TRECHO CITADO:
A BBC Brasil deve detalhar os resultados ao longo da semana. O primeiro, divulgado hoje, envolveu Daiane dos Santos e revelou que ela possui 39,7% de ancestralidade africana, 40,8% de ancestralidade européia e 19,6% de ancestralidade indígena. No entanto, Pena alerta que não se pode tomar literalmente demais o dado, por causa da margem de erro. Assim, não se pode dizer que Daiane seja geneticamente mais européia do que negra - a diferença entre as proporções não é estatisticamente significativa.
Não é a primeira vez que Pena investiga o perfil genômico de famosos. Em agosto do ano passado, o Fantástico exibiu testes com famosos como Ivete Sangalo (99,2% européia, 0,4% indígena e 0,4% africana), Marcos Palmeira (93% europeu, 5,5% indígena e o restante africano), Luiza Brunet (80% de ancestralidade européia, 15,5% de ancestralidade ameríndia e o restante africana) e Zeca Camargo (96,5% europeu, 2,6% indígena e apenas 0,9% africano).
A miscigenação acentuada, com proporções variáveis de contribuição genética de cada continente, também aparece nos estudos anteriores de Pena e seus colegas com populações do país. O mais significativo do ponto de vista histórico, no entanto, é a falta de equilíbrio entre a ascendência materna e a paterna das pessoas. Quase 90% dos famosos descendem de africanos pelo lado materno, mas só 44% deles têm a mesma ascendência pelo lado paterno.
"Isso reflete o fato de que, no Brasil, os relacionamentos entre pessoas de origem diferente eram sexualmente assimétricos", diz Pena. Trocando em miúdos: os brancos do sexo masculino tendiam a ter como parceiras mulheres negras ou indígenas, muitas vezes à força, mas o contrário - negros ou índios tendo filhos com brancas - quase nunca acontecia. Daí o desequilíbrio.
Do Oeste e de além
Os dados sobre os famosos são apenas uma pequena peça de um quebra-cabeças que está ficando mais claro graças a Pena e seus colegas, entre eles a geneticista Maria Cátira Bortolini, da Universidade Federal do Rio Grande do Sul (UFRGS). Nos últimos anos, eles têm mapeado a diversidade genética das populações africanas e brasileiras para entender melhor as origens dos negros do Brasil.
Três ferramentas principais são usadas para isso. A primeira é o DNA mitocondrial ou mtDNA, presente nas mitocôndrias, as usinas de energia das células. Ele só é passado de mãe para filho ou filha, e ajuda a estimar a ancestralidade materna da pessoa. A segunda é o cromossomo Y, a marca genética da masculinidade. Ele só é passado de pai para filho homem, fazendo, portanto, o serviço complementar ao mtDNA.

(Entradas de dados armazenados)

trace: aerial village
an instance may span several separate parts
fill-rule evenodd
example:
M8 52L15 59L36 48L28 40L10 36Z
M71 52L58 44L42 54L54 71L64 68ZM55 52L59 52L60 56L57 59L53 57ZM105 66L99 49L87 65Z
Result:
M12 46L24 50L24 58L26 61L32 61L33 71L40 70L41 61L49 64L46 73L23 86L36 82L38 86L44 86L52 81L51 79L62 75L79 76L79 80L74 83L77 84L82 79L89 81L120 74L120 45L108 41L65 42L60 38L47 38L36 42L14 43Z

INSTRUÇÕES DE TRABALHO:
a – No texto sobre a ancestralidade genética de famosos brasileiros, que porcentagem dos famosos tem ascendência africana pelo lado paterno?
b – Prossiga com o texto sobre a ancestralidade genética de famosos brasileiros a partir do ponto em que ele para.

LISTA DE RESPOSTAS:
a – Apenas 44% deles.

b –
Os dois marcadores, no entanto, não perfazem um quadro integrado da herança genética de alguém. Assim, os pesquisadores estudam também vários trechos do DNA do núcleo da célula, que abriga tanto material de origem materna quanto paterna. Pena e seus colegas desenvolveram uma metodologia que envolve 40 regiões do DNA nuclear, que se distinguem por inserções (trechos a mais) ou deleções (trechos a menos) típicos. Elas têm uma correlação bastante boa com os continentes de origem da pessoa, permitindo fazer a estimativa de porcentagem, como a divulgada para Daiane dos Santos.
Os pesquisadores brasileiros descobriram recentemente que talvez seja preciso reescrever as origens presumidas para os afro-brasileiros. Até então, acreditava-se que uns 70% dos escravos brasileiros tivessem vindo de Angola, no Centro-Oeste da África, quase 20% do sudeste do continente (Moçambique e regiões vizinhas) e só uns 10% da África Ocidental (Nigéria e países adjacentes). O DNA dos negros paulistas, porém, indica que essa contribuição do oeste do continente pode ter sido entre duas e quatro vezes maior do que se acreditava.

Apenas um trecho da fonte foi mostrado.